— Task to carry out —
In the rows below, find every line that contains the word "jacket" and copy each such line. The match is case-sensitive.

BEGIN Raw data

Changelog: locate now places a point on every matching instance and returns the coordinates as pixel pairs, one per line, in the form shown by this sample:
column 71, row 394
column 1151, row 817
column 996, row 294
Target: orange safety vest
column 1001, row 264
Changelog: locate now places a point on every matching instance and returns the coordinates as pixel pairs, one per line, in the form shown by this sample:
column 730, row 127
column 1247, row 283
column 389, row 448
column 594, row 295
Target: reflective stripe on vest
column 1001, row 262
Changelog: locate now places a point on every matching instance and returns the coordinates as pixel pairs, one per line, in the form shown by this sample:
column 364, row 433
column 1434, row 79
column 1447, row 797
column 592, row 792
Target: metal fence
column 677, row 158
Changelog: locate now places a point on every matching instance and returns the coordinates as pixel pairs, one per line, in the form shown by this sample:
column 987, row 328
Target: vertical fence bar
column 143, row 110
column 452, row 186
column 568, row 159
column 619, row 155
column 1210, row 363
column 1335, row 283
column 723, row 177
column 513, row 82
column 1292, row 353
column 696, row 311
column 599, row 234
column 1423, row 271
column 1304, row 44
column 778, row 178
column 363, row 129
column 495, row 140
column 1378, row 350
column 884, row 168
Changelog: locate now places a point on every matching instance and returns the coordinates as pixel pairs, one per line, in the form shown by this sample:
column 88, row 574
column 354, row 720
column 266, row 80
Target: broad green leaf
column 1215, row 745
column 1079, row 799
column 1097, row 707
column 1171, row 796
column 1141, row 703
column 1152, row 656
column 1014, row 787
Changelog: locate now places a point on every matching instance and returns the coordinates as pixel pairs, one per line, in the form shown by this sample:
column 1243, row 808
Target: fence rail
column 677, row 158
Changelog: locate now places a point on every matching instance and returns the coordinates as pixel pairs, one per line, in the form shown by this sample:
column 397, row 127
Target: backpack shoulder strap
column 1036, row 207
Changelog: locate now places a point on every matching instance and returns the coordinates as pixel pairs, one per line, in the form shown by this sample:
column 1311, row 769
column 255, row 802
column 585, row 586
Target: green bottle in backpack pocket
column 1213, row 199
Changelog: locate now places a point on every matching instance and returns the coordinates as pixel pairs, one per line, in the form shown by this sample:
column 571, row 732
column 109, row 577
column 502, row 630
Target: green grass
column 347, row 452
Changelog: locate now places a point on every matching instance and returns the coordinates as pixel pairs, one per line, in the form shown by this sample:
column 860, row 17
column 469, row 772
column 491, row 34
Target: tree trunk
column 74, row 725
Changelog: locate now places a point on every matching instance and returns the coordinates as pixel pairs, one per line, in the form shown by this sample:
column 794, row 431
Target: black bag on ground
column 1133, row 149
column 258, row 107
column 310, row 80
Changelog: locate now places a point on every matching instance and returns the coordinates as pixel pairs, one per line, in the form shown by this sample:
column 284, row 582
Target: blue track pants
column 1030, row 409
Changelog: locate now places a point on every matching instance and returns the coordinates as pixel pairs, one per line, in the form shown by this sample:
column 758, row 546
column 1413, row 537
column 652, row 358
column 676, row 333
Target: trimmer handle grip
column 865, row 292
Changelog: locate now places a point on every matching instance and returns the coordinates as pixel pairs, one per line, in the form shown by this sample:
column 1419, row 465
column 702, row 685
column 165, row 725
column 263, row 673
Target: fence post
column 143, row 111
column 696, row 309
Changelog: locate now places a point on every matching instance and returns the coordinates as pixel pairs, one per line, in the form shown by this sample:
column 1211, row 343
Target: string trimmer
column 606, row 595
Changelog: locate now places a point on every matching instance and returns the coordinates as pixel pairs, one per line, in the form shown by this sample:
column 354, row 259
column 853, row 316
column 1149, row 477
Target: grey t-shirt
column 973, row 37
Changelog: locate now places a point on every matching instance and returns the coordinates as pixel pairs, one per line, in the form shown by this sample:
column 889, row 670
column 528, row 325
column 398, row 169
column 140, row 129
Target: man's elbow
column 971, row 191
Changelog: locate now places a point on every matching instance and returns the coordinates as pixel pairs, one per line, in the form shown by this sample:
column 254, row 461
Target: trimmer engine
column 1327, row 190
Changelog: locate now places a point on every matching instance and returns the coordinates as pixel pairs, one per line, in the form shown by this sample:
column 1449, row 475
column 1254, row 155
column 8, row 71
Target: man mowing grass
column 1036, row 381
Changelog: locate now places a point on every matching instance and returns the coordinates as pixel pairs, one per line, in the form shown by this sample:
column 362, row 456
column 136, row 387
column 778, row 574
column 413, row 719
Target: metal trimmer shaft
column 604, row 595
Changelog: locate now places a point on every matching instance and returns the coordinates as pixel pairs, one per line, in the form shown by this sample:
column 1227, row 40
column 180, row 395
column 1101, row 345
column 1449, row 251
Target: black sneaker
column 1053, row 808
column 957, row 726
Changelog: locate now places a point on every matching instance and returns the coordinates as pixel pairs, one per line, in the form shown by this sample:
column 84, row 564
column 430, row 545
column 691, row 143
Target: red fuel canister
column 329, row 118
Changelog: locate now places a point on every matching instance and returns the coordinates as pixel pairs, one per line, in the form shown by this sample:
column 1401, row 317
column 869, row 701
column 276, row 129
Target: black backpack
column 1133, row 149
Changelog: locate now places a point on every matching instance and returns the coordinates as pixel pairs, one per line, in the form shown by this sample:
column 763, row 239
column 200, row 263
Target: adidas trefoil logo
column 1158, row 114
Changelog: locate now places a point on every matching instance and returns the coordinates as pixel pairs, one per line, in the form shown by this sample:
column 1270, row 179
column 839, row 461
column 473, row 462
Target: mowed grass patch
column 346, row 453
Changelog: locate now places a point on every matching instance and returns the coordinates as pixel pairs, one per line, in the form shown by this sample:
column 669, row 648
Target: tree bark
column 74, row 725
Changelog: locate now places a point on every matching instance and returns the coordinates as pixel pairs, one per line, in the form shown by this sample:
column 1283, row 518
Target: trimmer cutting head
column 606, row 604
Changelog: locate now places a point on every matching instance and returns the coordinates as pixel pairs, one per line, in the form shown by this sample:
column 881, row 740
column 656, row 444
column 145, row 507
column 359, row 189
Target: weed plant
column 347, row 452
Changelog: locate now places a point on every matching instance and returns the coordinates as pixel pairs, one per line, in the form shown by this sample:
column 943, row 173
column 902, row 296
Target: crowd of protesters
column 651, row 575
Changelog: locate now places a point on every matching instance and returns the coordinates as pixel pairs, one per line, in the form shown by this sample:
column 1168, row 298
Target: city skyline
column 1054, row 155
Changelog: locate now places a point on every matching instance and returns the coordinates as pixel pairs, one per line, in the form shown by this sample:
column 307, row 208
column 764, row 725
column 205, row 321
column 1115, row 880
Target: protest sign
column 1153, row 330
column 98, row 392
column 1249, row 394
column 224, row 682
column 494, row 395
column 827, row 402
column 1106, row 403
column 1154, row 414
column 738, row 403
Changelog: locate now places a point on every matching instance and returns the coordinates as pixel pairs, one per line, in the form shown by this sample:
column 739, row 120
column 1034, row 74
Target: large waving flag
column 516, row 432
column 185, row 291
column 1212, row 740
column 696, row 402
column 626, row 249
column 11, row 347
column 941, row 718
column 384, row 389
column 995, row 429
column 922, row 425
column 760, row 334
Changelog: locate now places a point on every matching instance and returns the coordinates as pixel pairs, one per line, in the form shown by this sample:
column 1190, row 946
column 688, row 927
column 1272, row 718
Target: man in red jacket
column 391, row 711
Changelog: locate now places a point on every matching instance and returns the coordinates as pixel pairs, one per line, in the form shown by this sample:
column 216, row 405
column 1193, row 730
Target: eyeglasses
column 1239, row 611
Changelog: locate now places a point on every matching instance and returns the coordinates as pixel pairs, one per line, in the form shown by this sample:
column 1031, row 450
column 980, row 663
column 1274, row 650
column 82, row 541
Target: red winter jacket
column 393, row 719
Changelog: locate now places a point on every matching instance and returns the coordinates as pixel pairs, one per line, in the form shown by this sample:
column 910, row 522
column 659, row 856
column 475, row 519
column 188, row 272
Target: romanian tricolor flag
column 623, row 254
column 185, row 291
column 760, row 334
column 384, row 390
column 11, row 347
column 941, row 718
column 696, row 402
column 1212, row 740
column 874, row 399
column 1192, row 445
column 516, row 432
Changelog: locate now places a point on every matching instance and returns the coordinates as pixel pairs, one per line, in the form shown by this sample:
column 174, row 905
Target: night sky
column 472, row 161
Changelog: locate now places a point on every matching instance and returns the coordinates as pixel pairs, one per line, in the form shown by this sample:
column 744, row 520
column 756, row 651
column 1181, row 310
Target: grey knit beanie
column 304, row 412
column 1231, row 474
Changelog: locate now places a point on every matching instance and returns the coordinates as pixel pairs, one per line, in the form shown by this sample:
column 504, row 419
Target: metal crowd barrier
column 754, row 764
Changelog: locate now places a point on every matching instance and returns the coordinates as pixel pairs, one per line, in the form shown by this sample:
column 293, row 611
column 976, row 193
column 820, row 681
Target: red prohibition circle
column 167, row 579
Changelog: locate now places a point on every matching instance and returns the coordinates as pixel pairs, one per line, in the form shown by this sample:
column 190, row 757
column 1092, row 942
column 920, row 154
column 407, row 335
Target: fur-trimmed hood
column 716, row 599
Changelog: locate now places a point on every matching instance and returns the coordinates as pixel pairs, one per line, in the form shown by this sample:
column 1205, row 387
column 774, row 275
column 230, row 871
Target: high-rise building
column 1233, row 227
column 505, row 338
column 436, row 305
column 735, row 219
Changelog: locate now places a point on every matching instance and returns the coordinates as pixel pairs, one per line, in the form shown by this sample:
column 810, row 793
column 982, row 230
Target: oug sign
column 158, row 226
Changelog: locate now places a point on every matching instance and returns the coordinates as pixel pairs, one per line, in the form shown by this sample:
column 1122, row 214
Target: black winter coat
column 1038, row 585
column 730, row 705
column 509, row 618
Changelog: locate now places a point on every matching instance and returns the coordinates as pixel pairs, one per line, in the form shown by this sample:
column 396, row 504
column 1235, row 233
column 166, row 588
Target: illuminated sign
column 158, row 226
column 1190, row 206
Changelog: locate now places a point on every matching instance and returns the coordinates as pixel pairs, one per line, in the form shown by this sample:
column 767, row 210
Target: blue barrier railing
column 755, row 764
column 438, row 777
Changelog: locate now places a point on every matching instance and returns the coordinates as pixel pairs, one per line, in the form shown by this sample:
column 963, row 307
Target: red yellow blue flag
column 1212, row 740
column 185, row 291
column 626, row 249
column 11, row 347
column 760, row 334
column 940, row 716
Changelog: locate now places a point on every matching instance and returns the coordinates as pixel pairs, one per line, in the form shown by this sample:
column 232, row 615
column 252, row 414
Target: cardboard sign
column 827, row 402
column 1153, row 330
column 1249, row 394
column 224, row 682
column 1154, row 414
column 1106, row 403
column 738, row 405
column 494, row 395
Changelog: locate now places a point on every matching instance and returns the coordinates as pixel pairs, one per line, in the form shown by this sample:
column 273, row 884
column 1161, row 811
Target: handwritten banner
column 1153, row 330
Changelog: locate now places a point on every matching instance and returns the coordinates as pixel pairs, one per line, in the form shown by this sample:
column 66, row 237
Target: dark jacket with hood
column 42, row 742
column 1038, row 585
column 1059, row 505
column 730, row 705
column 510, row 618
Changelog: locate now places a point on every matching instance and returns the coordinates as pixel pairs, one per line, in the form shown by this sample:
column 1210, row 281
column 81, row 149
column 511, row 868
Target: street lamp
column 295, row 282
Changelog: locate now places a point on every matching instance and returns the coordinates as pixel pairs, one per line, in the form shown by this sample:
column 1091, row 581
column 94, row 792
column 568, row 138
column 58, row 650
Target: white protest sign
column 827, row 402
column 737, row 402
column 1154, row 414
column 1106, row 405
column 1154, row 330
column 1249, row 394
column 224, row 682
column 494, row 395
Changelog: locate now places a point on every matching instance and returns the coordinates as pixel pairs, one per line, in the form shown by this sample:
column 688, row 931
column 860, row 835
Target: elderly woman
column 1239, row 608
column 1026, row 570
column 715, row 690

END Raw data

— Correct result —
Target: man in red jacket
Target: red winter jacket
Target: dark jacket with hood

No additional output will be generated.